====== Data shown

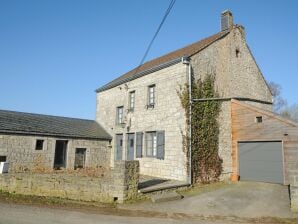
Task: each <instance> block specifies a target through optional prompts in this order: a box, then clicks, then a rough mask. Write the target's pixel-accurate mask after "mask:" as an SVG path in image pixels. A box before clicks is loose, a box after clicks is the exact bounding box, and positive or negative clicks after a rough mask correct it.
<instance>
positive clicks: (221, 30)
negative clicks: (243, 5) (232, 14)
mask: <svg viewBox="0 0 298 224" xmlns="http://www.w3.org/2000/svg"><path fill="white" fill-rule="evenodd" d="M220 24H221V31H225V30H228V29H230V28H231V27H232V26H233V15H232V12H231V11H229V10H225V11H223V12H222V13H221V23H220Z"/></svg>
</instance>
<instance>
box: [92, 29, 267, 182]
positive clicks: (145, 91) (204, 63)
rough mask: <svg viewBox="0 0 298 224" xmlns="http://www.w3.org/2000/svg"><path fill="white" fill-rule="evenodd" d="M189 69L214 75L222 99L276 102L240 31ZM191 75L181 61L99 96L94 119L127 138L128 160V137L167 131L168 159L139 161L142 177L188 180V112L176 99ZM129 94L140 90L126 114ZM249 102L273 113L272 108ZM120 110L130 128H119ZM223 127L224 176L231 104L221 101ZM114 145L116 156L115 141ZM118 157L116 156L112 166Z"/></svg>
mask: <svg viewBox="0 0 298 224" xmlns="http://www.w3.org/2000/svg"><path fill="white" fill-rule="evenodd" d="M237 52H238V53H237ZM191 66H192V72H193V75H194V77H195V79H199V78H202V79H204V76H205V75H206V74H215V75H216V88H217V90H218V92H219V94H220V96H221V97H246V98H253V99H259V100H263V101H269V102H272V96H271V93H270V90H269V89H268V86H267V84H266V81H265V80H264V78H263V76H262V73H261V71H260V70H259V68H258V65H257V64H256V62H255V60H254V58H253V56H252V54H251V52H250V50H249V48H248V46H247V44H246V41H245V37H244V32H243V29H242V28H241V27H237V28H234V29H233V30H232V31H231V33H229V34H228V35H227V36H225V37H224V38H222V39H220V40H218V41H216V42H215V43H213V44H211V45H209V46H207V47H206V48H205V49H203V50H202V51H200V52H199V53H197V54H195V55H193V56H191ZM187 75H188V71H187V66H186V65H183V63H182V62H181V63H178V64H175V65H173V66H170V67H168V68H165V69H162V70H160V71H157V72H153V73H151V74H150V75H146V76H144V77H141V78H138V79H135V80H132V81H130V82H127V83H126V84H125V85H120V86H117V87H114V88H112V89H109V90H106V91H103V92H100V93H98V94H97V117H96V119H97V121H98V122H99V123H101V124H102V125H103V126H104V128H105V129H106V130H108V131H109V132H110V133H111V135H112V136H114V137H115V135H116V134H122V133H123V134H124V138H123V139H124V145H123V158H124V159H125V158H126V136H125V134H126V133H135V132H147V131H156V130H164V131H165V139H166V144H165V160H157V159H154V158H149V157H146V156H144V157H143V158H141V159H139V161H140V172H141V174H146V175H152V176H157V177H163V178H170V179H178V180H187V169H186V161H187V158H186V155H185V154H184V153H183V146H182V135H181V133H183V132H185V125H186V124H185V113H184V110H183V108H182V106H181V103H180V99H179V98H178V96H177V90H178V89H179V86H181V85H184V84H185V83H187V80H188V79H187ZM151 84H156V94H157V104H156V107H155V108H154V109H146V107H145V105H146V102H147V87H148V86H149V85H151ZM130 91H136V102H135V104H136V105H135V111H134V112H133V113H130V112H127V111H126V110H127V108H128V94H129V92H130ZM249 103H250V102H249ZM251 104H253V105H255V106H257V107H260V108H263V109H268V110H270V109H271V105H268V104H262V103H251ZM118 106H124V109H125V111H126V113H125V118H126V123H128V124H130V126H129V129H127V126H125V127H120V126H117V125H115V120H116V108H117V107H118ZM219 124H220V134H219V154H220V156H221V158H222V159H223V175H222V177H223V178H225V177H229V174H231V172H232V152H231V149H232V139H231V103H230V102H223V103H222V107H221V113H220V116H219ZM144 143H145V142H144ZM112 144H113V150H112V152H113V153H114V152H115V142H113V143H112ZM143 145H144V146H145V144H143ZM144 155H145V154H144ZM114 158H115V157H114V155H113V156H112V157H111V160H112V163H113V161H114Z"/></svg>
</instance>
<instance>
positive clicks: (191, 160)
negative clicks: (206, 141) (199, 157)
mask: <svg viewBox="0 0 298 224" xmlns="http://www.w3.org/2000/svg"><path fill="white" fill-rule="evenodd" d="M182 62H183V64H185V65H188V98H189V118H188V119H189V130H188V133H189V135H188V141H189V142H188V153H189V158H188V159H189V167H188V169H189V176H188V183H189V185H192V178H191V177H192V164H191V161H192V153H191V149H192V147H191V146H192V144H191V143H192V138H191V136H192V125H191V119H192V117H191V114H192V94H191V93H192V77H191V64H190V58H189V57H183V58H182Z"/></svg>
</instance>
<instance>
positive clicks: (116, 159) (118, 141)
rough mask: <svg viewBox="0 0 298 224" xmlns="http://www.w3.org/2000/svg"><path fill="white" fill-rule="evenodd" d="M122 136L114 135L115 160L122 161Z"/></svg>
mask: <svg viewBox="0 0 298 224" xmlns="http://www.w3.org/2000/svg"><path fill="white" fill-rule="evenodd" d="M122 148H123V135H122V134H120V135H116V157H115V158H116V160H122Z"/></svg>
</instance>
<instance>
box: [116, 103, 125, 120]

============

Task to carry out:
Write out the data above in full and exactly, but without the pictures.

Exercise solution:
Task: each <instance> block specifies a target through optional prompts in this order: a box, then clicks, then a rough mask. Write the target's pixel-accurate mask after "mask:" as an SVG path in image pixels. A box before clicks is loose, a box after clicks is the exact bounding box, and positive or negative clicks after a rough mask correct it.
<instance>
positive clicks: (221, 30)
negative clicks: (243, 5) (232, 14)
mask: <svg viewBox="0 0 298 224" xmlns="http://www.w3.org/2000/svg"><path fill="white" fill-rule="evenodd" d="M220 24H221V31H225V30H228V29H230V28H231V27H232V26H233V15H232V12H231V11H229V10H225V11H223V12H222V13H221V23H220Z"/></svg>
</instance>
<instance>
box: [92, 29, 267, 182]
positive clicks: (145, 91) (204, 63)
rough mask: <svg viewBox="0 0 298 224" xmlns="http://www.w3.org/2000/svg"><path fill="white" fill-rule="evenodd" d="M189 69L214 75L222 99L276 102L240 31ZM191 75L181 61L99 96L94 119L127 138L128 160V137L167 131L168 159L139 161L142 177L188 180V112L176 99ZM129 94L140 90L126 114ZM249 102L273 113L272 108ZM120 110L130 128H119ZM223 127L224 176L231 104L221 101ZM114 145L116 156L115 141ZM118 157L116 156L112 166Z"/></svg>
mask: <svg viewBox="0 0 298 224" xmlns="http://www.w3.org/2000/svg"><path fill="white" fill-rule="evenodd" d="M237 52H238V53H237ZM191 66H192V72H193V75H194V77H195V79H199V78H202V79H204V76H205V75H206V74H215V75H216V88H217V90H218V92H219V94H220V96H221V97H246V98H253V99H259V100H263V101H269V102H272V96H271V93H270V90H269V89H268V86H267V84H266V81H265V80H264V78H263V76H262V73H261V71H260V70H259V68H258V65H257V64H256V62H255V60H254V58H253V56H252V54H251V52H250V50H249V48H248V46H247V44H246V41H245V37H244V32H243V29H242V28H241V27H237V28H234V29H233V30H232V31H231V33H229V34H228V35H227V36H225V37H224V38H222V39H220V40H218V41H216V42H215V43H213V44H211V45H209V46H207V47H206V48H205V49H203V50H202V51H200V52H199V53H197V54H195V55H193V56H191ZM187 75H188V71H187V66H186V65H183V63H182V62H181V63H178V64H175V65H173V66H170V67H168V68H165V69H162V70H160V71H157V72H153V73H151V74H150V75H146V76H144V77H141V78H138V79H135V80H132V81H130V82H127V83H126V84H125V85H120V86H117V87H114V88H112V89H109V90H106V91H103V92H100V93H98V94H97V117H96V119H97V121H98V122H99V123H101V124H102V125H103V126H104V128H105V129H106V130H108V131H109V132H110V133H111V135H112V136H114V137H115V135H116V134H122V133H123V134H124V138H123V139H124V145H123V158H124V159H125V158H126V136H125V134H126V133H135V132H147V131H156V130H164V131H165V139H166V144H165V160H157V159H154V158H149V157H146V156H144V157H143V158H141V159H139V161H140V172H141V174H146V175H152V176H157V177H163V178H170V179H178V180H187V169H186V161H187V158H186V155H185V154H184V153H183V146H182V135H181V133H183V132H185V125H186V124H185V113H184V110H183V108H182V106H181V103H180V99H179V98H178V96H177V90H178V89H179V86H181V85H184V84H185V83H187V80H188V79H187ZM151 84H156V94H157V104H156V107H155V108H154V109H146V107H145V105H146V102H147V87H148V86H149V85H151ZM130 91H136V102H135V104H136V105H135V111H134V112H133V113H130V112H127V111H126V110H127V108H128V94H129V92H130ZM249 103H250V102H249ZM251 104H253V105H255V106H257V107H260V108H263V109H268V110H270V109H271V105H268V104H262V103H251ZM118 106H124V109H125V111H126V113H125V118H126V123H128V124H130V126H129V129H127V126H125V127H120V126H117V125H115V120H116V108H117V107H118ZM219 124H220V134H219V154H220V156H221V158H222V159H223V175H222V177H223V178H225V177H229V174H231V172H232V152H231V149H232V139H231V103H230V102H223V103H222V107H221V113H220V116H219ZM144 143H145V142H144ZM112 144H113V150H112V152H113V153H114V152H115V142H113V143H112ZM143 145H144V146H145V144H143ZM144 155H145V154H144ZM114 158H115V157H114V155H113V156H112V157H111V160H112V163H113V161H114Z"/></svg>
</instance>
<instance>
positive clicks: (191, 160)
negative clicks: (206, 141) (199, 157)
mask: <svg viewBox="0 0 298 224" xmlns="http://www.w3.org/2000/svg"><path fill="white" fill-rule="evenodd" d="M182 62H183V64H185V65H188V98H189V118H188V119H189V130H188V133H189V135H188V141H189V142H188V153H189V158H188V159H189V167H188V169H189V176H188V183H189V185H192V178H191V177H192V164H191V161H192V153H191V149H192V147H191V146H192V144H191V143H192V138H191V136H192V125H191V119H192V117H191V114H192V94H191V93H192V77H191V64H190V58H189V57H183V58H182Z"/></svg>
</instance>
<instance>
positive clicks: (116, 159) (118, 141)
rough mask: <svg viewBox="0 0 298 224" xmlns="http://www.w3.org/2000/svg"><path fill="white" fill-rule="evenodd" d="M122 136L114 135L115 160L122 161Z"/></svg>
mask: <svg viewBox="0 0 298 224" xmlns="http://www.w3.org/2000/svg"><path fill="white" fill-rule="evenodd" d="M122 148H123V135H122V134H120V135H116V157H115V158H116V160H122Z"/></svg>
</instance>
<instance>
box: [116, 103, 125, 120]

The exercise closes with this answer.